**INPUT DATA**
******

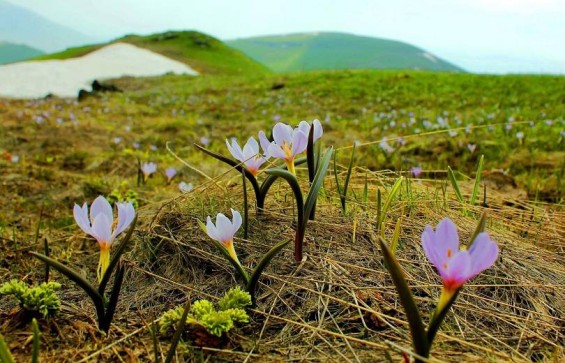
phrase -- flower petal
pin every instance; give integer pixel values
(81, 217)
(224, 226)
(102, 229)
(101, 206)
(126, 213)
(236, 221)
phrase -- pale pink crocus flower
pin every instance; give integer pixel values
(224, 230)
(456, 266)
(99, 225)
(249, 155)
(170, 174)
(289, 142)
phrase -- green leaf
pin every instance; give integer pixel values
(236, 165)
(479, 229)
(317, 183)
(417, 330)
(72, 275)
(476, 187)
(114, 261)
(116, 288)
(36, 336)
(240, 270)
(455, 185)
(293, 182)
(5, 355)
(251, 286)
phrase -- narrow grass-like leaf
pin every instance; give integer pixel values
(178, 334)
(270, 180)
(455, 185)
(480, 228)
(318, 181)
(437, 319)
(116, 288)
(117, 255)
(236, 165)
(72, 275)
(245, 207)
(36, 340)
(5, 354)
(417, 330)
(476, 187)
(396, 236)
(46, 253)
(293, 182)
(388, 201)
(258, 270)
(240, 270)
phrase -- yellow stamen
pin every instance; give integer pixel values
(104, 261)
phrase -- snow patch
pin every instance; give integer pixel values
(64, 78)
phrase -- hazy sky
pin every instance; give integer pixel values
(479, 35)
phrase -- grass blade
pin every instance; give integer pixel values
(240, 270)
(72, 275)
(475, 194)
(178, 334)
(116, 288)
(417, 330)
(36, 337)
(254, 279)
(388, 201)
(114, 261)
(455, 185)
(5, 354)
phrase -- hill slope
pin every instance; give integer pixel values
(23, 26)
(10, 53)
(204, 53)
(308, 51)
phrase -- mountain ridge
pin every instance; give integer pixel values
(335, 50)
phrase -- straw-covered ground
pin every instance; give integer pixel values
(339, 304)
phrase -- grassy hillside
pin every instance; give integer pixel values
(340, 299)
(309, 51)
(202, 52)
(10, 53)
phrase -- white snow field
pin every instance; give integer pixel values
(64, 78)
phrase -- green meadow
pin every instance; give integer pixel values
(339, 303)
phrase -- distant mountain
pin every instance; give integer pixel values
(203, 53)
(10, 53)
(22, 26)
(309, 51)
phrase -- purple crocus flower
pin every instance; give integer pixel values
(249, 155)
(455, 266)
(99, 225)
(170, 173)
(148, 169)
(415, 171)
(224, 230)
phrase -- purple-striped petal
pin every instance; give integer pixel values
(101, 206)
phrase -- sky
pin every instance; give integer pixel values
(484, 36)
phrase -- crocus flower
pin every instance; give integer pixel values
(249, 155)
(148, 169)
(415, 171)
(224, 230)
(455, 266)
(170, 173)
(99, 225)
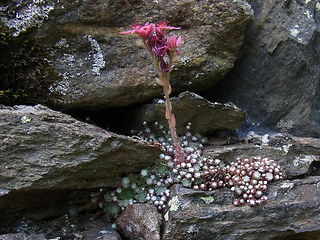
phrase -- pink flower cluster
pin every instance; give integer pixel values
(157, 43)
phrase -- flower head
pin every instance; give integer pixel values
(172, 43)
(135, 29)
(144, 31)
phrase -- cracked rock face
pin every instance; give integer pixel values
(140, 221)
(278, 72)
(46, 150)
(101, 68)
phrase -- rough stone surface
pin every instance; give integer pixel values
(276, 78)
(47, 150)
(21, 236)
(206, 117)
(292, 207)
(140, 221)
(100, 68)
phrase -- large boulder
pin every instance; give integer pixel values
(206, 117)
(276, 78)
(100, 68)
(45, 150)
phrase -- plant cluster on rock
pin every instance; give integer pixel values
(247, 178)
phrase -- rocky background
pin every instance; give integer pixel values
(73, 89)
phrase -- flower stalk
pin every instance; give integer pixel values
(163, 49)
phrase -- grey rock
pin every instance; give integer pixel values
(21, 236)
(140, 221)
(48, 150)
(276, 78)
(292, 207)
(101, 68)
(100, 230)
(206, 117)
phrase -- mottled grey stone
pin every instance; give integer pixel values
(276, 77)
(101, 68)
(140, 221)
(48, 150)
(206, 117)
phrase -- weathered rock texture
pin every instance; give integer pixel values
(47, 150)
(100, 68)
(292, 206)
(276, 78)
(206, 117)
(140, 221)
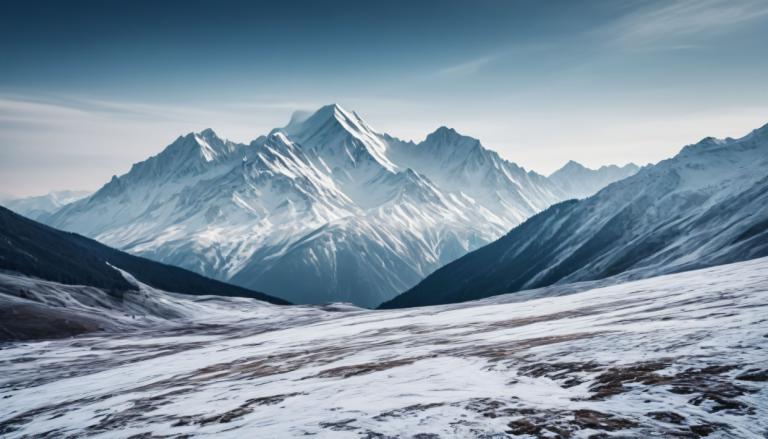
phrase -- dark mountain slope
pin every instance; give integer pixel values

******

**STATED PROBLEM**
Rewrite the stretch of data from the line containing "phrase -- white snow field" through the end, replacing "integer" with "whole-number" and keeping everything else unchanged. Leave the pictures out of your answer.

**CORRECT ANSWER**
phrase -- white snow field
pin every instance; give whole-number pixel values
(64, 78)
phrase -- green meadow
pin every instance; give whole-number pixel values
(339, 303)
phrase -- distant mountain
pin every instance; give whole-number pixel values
(203, 53)
(10, 53)
(22, 26)
(309, 51)
phrase -- purple crocus flower
pin every instance; give whole-number pixel values
(249, 155)
(455, 266)
(99, 225)
(170, 173)
(148, 169)
(415, 171)
(224, 230)
phrase -- purple-striped petal
pin every instance; give whole-number pixel values
(101, 206)
phrase -- sky
pin every instance; give whole-number pixel values
(484, 36)
phrase -- crocus flower
pin every instance; give whole-number pixel values
(249, 155)
(148, 169)
(415, 171)
(224, 230)
(455, 266)
(170, 173)
(99, 225)
phrase -- pink flower cluster
pin every instance; give whole-number pixel values
(157, 43)
phrase -- flower head
pin every instance; give whole-number pixel values
(172, 43)
(135, 29)
(144, 31)
phrase -- cracked rock face
pin every instance; give whole-number pixel values
(140, 221)
(278, 72)
(46, 150)
(101, 68)
phrase -- rough stone surface
pin every instance; give whole-number pixel values
(276, 78)
(47, 150)
(21, 236)
(206, 117)
(292, 207)
(140, 221)
(100, 68)
phrase -- large boulder
pin every instance; give whole-number pixel values
(206, 117)
(276, 78)
(100, 68)
(45, 150)
phrase -- plant cluster on rock
pin every instance; give whole-number pixel values
(247, 178)
phrase -- rocky background
pin every instance; give whole-number pixel values
(73, 89)
phrase -- flower stalk
pin every instance; give whole-number pixel values
(163, 49)
phrase -- grey rock
pin every instance; give whole-number pixel values
(21, 236)
(140, 221)
(48, 150)
(276, 78)
(292, 207)
(101, 68)
(100, 230)
(206, 117)
phrase -- mottled grey stone
pin every instance; give whole-number pixel values
(276, 77)
(101, 68)
(140, 221)
(48, 150)
(206, 117)
phrase -- weathered rock texture
pin every instance; give whole-number pixel values
(47, 150)
(100, 68)
(292, 206)
(276, 78)
(206, 117)
(140, 221)
phrase -- dark mountain slope
pin every instance; give whole-number pixel values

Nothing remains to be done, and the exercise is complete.